Start of Record set

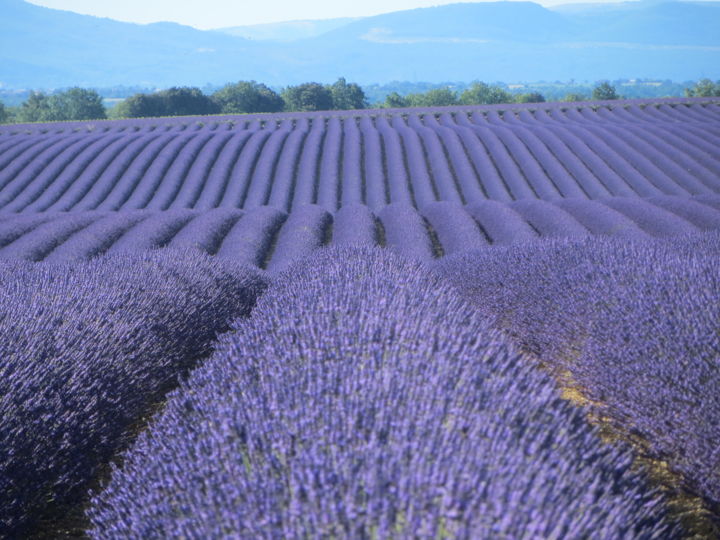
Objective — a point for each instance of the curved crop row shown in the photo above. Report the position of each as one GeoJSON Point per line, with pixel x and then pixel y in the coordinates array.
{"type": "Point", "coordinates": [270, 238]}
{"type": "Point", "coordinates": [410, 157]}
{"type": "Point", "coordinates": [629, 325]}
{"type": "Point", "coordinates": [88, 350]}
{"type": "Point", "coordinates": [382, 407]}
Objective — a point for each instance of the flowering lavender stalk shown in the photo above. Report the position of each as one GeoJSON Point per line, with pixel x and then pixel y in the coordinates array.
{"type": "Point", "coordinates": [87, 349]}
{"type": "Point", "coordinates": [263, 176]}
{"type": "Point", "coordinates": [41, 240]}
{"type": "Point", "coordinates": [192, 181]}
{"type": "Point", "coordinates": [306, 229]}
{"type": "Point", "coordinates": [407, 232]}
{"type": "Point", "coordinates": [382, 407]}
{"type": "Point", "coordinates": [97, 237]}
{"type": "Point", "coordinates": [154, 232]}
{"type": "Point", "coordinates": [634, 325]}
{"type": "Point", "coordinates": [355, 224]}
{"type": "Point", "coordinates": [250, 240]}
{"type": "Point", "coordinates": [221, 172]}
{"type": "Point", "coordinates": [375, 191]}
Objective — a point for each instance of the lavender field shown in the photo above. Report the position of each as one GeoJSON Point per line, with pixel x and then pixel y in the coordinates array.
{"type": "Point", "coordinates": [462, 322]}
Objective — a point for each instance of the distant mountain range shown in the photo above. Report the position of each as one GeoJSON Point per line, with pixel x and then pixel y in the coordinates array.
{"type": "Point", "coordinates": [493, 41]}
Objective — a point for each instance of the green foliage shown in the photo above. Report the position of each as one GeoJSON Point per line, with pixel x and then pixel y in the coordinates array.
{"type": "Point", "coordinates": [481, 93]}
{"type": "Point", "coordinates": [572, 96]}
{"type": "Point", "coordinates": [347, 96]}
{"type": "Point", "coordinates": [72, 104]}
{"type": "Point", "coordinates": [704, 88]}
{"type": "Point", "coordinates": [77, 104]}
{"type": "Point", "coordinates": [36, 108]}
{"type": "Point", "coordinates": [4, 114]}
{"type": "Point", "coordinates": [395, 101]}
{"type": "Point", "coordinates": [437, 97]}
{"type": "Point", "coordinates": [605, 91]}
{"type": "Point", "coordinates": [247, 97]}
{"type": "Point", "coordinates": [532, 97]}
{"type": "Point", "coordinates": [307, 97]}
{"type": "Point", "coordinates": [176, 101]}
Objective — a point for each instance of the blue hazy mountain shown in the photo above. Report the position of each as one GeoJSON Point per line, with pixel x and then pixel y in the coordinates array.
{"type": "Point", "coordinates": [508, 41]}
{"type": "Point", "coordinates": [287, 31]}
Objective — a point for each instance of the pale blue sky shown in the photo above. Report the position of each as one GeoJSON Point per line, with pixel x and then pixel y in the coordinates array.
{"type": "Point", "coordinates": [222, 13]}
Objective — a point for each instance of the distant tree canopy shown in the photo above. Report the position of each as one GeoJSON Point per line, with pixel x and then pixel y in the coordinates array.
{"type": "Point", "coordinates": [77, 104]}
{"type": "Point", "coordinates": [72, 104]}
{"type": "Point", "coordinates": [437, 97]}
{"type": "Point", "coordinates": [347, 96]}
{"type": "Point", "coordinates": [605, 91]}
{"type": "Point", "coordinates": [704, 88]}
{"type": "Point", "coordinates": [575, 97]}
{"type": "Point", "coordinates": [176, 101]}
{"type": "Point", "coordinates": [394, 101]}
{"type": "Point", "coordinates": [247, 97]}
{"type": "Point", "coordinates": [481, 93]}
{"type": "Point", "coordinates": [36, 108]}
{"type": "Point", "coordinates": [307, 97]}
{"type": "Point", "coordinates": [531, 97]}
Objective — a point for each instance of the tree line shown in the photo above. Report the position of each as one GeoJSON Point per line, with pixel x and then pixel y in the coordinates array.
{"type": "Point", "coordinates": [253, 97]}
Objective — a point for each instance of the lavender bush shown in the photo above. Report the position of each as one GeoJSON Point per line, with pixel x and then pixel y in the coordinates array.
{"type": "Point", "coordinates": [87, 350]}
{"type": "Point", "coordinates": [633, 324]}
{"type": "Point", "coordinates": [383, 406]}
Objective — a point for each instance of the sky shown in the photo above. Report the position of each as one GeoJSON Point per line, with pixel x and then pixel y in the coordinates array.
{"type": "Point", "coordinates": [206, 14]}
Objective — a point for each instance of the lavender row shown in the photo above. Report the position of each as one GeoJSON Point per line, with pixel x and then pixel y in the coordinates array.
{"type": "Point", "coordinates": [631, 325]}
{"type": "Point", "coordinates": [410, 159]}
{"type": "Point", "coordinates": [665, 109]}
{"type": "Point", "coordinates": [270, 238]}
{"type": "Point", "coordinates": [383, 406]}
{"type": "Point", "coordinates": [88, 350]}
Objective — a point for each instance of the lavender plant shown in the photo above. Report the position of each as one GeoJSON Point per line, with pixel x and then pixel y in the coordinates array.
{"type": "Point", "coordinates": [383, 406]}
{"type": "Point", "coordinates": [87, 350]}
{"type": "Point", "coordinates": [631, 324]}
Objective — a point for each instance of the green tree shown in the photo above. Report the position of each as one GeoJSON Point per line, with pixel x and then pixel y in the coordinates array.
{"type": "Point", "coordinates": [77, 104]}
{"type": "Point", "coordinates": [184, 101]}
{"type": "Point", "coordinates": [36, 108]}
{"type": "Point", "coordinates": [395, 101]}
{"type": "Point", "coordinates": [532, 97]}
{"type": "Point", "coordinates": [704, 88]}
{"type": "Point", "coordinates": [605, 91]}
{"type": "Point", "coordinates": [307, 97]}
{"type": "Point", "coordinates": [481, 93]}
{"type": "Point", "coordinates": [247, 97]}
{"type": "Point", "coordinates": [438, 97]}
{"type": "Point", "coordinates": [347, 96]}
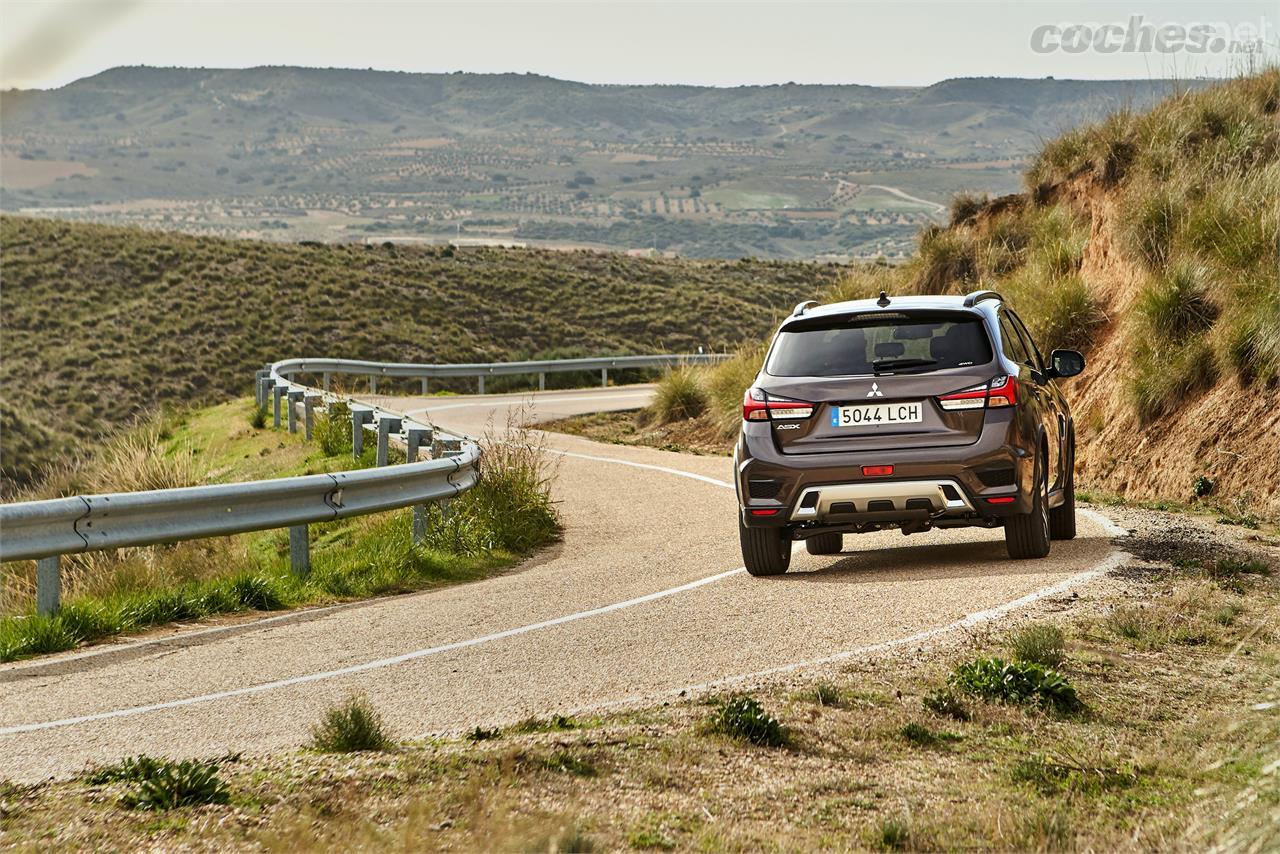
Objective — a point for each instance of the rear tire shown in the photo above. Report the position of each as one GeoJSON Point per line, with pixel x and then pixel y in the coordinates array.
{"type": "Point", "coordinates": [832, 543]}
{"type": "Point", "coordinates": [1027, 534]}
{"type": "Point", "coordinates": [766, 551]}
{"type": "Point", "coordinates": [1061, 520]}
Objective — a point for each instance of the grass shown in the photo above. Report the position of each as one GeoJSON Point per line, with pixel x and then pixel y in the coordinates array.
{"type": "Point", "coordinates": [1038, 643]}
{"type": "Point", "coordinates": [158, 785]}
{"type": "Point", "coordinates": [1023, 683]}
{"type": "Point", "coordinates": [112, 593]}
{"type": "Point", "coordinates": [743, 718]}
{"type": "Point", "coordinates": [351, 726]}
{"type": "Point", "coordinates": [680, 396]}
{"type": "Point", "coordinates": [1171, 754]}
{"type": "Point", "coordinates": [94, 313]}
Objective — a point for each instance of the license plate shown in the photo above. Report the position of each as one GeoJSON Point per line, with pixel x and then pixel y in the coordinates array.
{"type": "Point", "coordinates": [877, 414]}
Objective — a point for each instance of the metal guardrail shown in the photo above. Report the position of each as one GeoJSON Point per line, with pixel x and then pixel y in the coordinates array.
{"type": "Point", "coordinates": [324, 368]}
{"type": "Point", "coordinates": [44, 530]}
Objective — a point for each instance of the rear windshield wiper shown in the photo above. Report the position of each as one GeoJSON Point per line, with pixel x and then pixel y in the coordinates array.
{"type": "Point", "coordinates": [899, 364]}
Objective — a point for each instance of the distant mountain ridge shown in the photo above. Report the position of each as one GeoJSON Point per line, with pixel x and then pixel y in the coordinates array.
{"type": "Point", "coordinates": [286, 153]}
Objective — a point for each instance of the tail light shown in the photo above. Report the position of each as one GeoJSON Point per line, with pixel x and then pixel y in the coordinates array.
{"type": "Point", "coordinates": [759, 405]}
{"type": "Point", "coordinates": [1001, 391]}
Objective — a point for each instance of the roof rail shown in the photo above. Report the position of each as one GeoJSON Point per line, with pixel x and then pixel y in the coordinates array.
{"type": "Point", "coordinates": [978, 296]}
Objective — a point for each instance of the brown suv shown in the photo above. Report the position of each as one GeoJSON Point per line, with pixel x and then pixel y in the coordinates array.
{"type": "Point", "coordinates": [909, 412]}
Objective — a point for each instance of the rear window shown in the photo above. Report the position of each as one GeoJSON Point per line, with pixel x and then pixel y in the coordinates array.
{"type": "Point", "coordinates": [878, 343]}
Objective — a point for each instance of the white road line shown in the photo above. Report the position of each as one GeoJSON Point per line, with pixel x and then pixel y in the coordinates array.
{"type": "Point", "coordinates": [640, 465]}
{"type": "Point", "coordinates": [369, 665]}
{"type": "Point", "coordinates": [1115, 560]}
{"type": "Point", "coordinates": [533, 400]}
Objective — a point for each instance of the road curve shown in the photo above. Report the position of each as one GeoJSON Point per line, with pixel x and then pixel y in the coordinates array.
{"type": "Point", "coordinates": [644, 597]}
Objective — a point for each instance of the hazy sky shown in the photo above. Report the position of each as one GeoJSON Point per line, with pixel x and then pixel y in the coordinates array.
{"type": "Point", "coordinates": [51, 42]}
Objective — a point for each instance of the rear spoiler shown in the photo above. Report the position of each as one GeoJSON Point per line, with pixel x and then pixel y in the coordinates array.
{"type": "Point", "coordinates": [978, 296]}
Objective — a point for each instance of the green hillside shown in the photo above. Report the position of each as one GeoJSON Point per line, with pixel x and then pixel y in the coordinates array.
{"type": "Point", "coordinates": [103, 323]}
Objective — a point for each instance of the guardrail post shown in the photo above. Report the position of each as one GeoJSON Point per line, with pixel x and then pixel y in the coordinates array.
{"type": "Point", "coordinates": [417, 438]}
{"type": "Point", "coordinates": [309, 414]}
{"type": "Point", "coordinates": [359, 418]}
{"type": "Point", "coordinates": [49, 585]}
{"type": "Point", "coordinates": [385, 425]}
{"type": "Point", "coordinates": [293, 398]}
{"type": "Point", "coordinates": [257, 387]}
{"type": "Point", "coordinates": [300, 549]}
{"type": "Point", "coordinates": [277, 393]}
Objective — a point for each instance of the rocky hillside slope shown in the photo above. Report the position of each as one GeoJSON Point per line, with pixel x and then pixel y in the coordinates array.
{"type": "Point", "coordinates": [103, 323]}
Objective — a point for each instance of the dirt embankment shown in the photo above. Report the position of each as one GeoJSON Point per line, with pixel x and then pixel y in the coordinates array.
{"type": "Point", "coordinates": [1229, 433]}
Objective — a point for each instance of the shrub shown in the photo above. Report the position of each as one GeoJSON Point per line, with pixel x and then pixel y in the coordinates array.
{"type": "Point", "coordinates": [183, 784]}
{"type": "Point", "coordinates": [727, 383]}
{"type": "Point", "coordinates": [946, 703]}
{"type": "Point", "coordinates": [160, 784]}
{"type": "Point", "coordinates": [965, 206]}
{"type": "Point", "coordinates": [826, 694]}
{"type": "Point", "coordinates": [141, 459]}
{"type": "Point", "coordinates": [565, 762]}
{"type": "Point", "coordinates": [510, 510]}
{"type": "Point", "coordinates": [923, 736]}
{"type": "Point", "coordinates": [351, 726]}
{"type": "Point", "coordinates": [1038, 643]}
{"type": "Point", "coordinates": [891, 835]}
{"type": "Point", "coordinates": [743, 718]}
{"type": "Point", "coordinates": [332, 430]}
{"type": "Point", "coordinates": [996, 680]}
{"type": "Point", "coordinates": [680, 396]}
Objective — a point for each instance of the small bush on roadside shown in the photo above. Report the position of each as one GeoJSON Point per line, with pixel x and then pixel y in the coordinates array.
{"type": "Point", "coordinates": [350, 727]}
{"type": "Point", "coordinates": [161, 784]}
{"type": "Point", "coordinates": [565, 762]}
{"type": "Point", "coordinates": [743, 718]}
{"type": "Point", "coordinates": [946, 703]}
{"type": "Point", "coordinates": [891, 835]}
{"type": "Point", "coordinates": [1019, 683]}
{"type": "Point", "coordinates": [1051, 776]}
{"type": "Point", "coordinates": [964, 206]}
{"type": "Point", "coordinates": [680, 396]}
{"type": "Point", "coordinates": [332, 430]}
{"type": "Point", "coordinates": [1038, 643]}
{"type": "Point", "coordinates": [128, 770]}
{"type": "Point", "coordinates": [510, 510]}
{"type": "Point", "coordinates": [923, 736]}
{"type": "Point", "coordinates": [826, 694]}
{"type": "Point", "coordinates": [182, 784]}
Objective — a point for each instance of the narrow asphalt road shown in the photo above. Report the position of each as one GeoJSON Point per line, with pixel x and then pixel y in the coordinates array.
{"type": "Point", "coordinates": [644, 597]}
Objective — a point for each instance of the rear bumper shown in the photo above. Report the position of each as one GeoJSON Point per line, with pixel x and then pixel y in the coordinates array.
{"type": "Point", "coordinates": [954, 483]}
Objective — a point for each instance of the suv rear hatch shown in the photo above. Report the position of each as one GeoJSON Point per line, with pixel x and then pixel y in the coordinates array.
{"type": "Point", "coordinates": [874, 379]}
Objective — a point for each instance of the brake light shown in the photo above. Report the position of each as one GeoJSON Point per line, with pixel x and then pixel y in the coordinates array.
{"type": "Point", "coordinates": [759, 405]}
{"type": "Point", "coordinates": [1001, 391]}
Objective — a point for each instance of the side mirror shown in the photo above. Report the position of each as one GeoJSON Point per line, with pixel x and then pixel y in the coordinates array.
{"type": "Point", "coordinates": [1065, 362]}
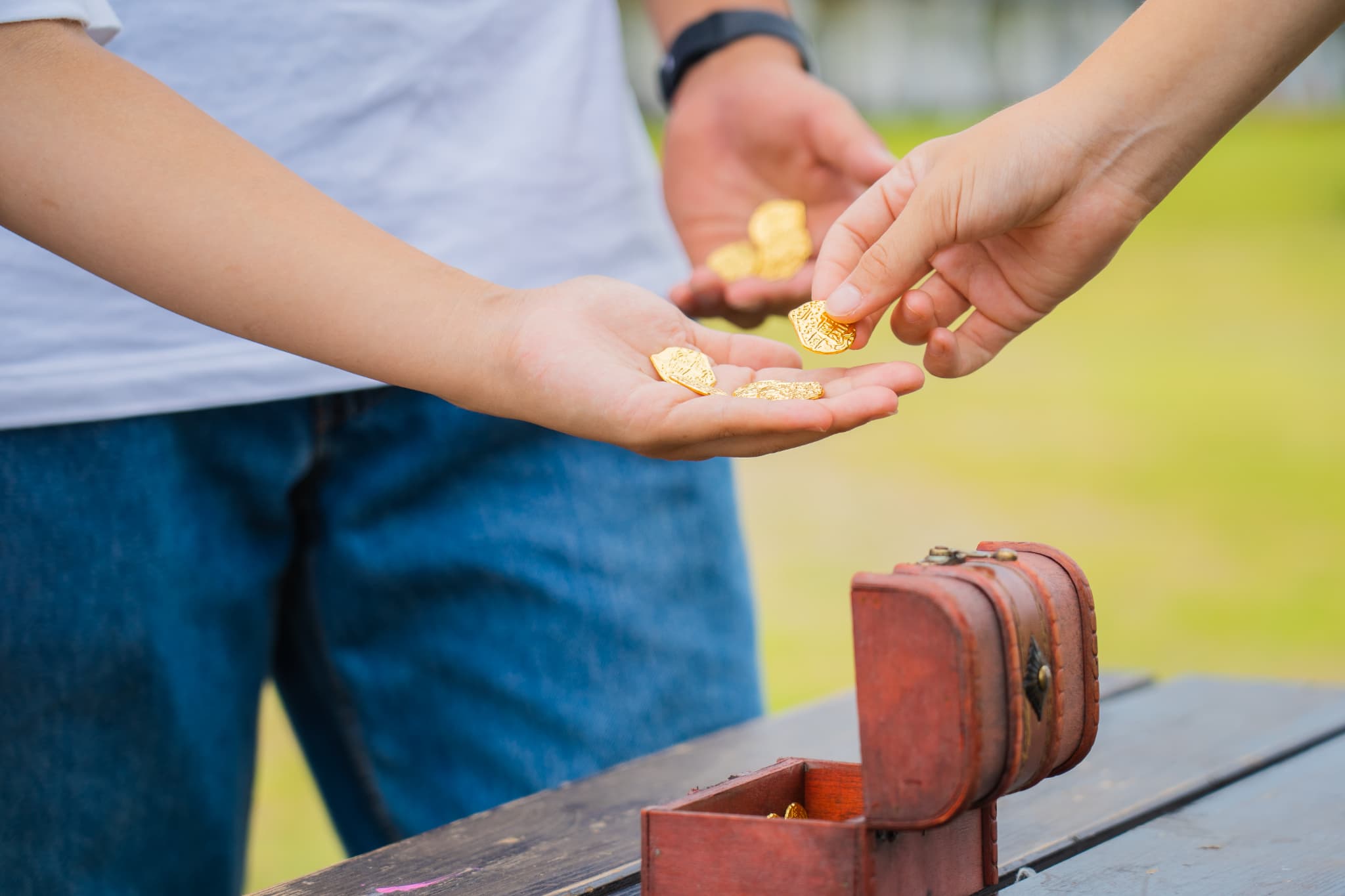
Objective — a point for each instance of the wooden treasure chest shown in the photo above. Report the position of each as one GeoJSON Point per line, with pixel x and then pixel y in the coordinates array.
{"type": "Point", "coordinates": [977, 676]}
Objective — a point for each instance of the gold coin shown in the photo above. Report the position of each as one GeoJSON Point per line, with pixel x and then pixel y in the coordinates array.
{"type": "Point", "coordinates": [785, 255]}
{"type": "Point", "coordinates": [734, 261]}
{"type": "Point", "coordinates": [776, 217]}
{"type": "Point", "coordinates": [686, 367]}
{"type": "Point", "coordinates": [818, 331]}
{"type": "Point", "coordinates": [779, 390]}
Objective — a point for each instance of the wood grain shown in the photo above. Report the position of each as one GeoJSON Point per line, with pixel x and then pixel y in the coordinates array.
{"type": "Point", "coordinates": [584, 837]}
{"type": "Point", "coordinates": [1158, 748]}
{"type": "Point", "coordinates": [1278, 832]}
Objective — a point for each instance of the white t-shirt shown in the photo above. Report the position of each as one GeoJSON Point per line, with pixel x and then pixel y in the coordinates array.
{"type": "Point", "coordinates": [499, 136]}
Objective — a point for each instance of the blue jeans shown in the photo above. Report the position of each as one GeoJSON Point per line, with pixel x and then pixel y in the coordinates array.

End of Record set

• **Directions for this task**
Repeat word for word the lines from the one that contains "Objective — a point for each instance of the white t-shirt" through the very last line above, including both.

• **Answer to the task**
Objective — a point for each instance of the white t-shirt shown in the photo above. Report the position of each as one GeoJSON Point per line, with pixel x and then pixel y in the coordinates array.
{"type": "Point", "coordinates": [499, 136]}
Objective — a point for each instance of the blue jeans shown in the photo above. Report the position of each as one GeoJSON Point per line, with pixel x and then pixel y in the coordinates array.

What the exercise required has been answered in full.